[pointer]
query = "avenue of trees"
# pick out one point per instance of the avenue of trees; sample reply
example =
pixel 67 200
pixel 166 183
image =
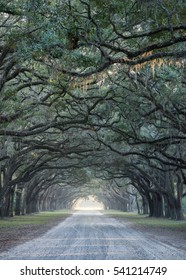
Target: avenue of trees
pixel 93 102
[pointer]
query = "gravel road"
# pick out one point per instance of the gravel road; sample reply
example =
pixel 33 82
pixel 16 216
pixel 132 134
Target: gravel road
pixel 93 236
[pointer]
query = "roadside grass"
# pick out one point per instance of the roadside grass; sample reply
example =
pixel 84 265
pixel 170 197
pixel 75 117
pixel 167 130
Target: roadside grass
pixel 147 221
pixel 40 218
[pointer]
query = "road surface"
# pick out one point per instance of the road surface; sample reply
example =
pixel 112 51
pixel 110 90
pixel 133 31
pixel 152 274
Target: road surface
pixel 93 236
■ ■ ■ ■ ■
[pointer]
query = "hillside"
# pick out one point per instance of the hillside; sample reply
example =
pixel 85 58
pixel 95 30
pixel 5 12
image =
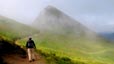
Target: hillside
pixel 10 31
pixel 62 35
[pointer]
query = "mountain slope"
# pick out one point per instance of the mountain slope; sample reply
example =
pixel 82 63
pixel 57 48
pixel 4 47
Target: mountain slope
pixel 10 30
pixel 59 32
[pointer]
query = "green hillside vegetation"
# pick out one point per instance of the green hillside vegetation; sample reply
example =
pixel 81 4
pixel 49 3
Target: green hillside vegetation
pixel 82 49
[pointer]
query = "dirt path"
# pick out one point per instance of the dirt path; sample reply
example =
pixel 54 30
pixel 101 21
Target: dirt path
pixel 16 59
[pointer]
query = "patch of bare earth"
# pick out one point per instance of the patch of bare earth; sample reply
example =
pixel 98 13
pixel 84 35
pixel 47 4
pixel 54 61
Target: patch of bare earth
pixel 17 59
■ ■ ■ ■ ■
* _EXERCISE DIRECTIONS_:
Filter the preceding entries down to the lines with "sample".

* _ANSWER SECTION_:
# pick out one point per instance of the avenue of trees; sample reply
# pick out one point per instance of the gravel road; sample reply
# pick out one point per instance of the roadside grass; sample reply
# pick out one point per instance of the road surface; sample reply
# pick out one point per instance of the hillside; sample reply
# pick out one point per instance of the mountain slope; sample reply
# pick out one point per instance of the green hillside vegetation; sample reply
# pick out one point per instance of the dirt path; sample reply
# pick out one point per instance of the patch of bare earth; sample reply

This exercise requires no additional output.